An image-free, word-for-word version of the records below is to be returned.

_RECORDS SUPPLIED:_

.....

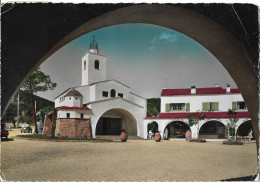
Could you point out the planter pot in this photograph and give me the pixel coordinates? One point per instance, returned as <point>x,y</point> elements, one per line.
<point>188,135</point>
<point>123,137</point>
<point>157,137</point>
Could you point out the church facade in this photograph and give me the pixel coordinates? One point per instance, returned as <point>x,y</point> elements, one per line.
<point>108,105</point>
<point>103,107</point>
<point>214,102</point>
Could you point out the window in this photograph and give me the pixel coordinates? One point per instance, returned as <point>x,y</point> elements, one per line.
<point>175,107</point>
<point>85,65</point>
<point>238,105</point>
<point>105,94</point>
<point>112,93</point>
<point>210,106</point>
<point>97,64</point>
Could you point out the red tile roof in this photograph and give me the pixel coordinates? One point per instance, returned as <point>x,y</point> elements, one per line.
<point>206,115</point>
<point>73,93</point>
<point>74,107</point>
<point>199,91</point>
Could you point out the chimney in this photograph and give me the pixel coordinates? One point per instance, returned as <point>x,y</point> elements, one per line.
<point>193,90</point>
<point>228,88</point>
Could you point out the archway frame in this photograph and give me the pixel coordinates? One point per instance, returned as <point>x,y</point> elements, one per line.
<point>209,34</point>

.....

_OUTPUT FOR THIS TASK:_
Could you point out the planter pot in this photograph and give me the pixel coordinates? One point per instance, returned as <point>x,y</point> elements, one per line.
<point>188,135</point>
<point>123,137</point>
<point>157,137</point>
Could you point out the church facade in this photograph and give me the pixel coordinates? One point per instance, returned as <point>x,y</point> elements, one per line.
<point>108,105</point>
<point>103,107</point>
<point>214,102</point>
Could you point out the window in this photograph and give me the pixel coordinates? One point per instance, returned as <point>x,y</point> elements, one per line.
<point>175,107</point>
<point>85,65</point>
<point>238,105</point>
<point>105,94</point>
<point>112,93</point>
<point>210,106</point>
<point>97,64</point>
Could you point out the red tile roof in this photograph and give me the pixel coordinates? One point per instance, returned as <point>x,y</point> elements, one per line.
<point>206,115</point>
<point>73,93</point>
<point>74,107</point>
<point>199,91</point>
Could you point out the chimney in this photograph and give me the pixel coordinates? One point per instance, returned as <point>x,y</point> elements, one per line.
<point>193,90</point>
<point>228,88</point>
Could you point out the archway frame in this photograph and give me the pixel coordinates? One point per instance, returned as <point>x,y</point> elements, one per line.
<point>209,34</point>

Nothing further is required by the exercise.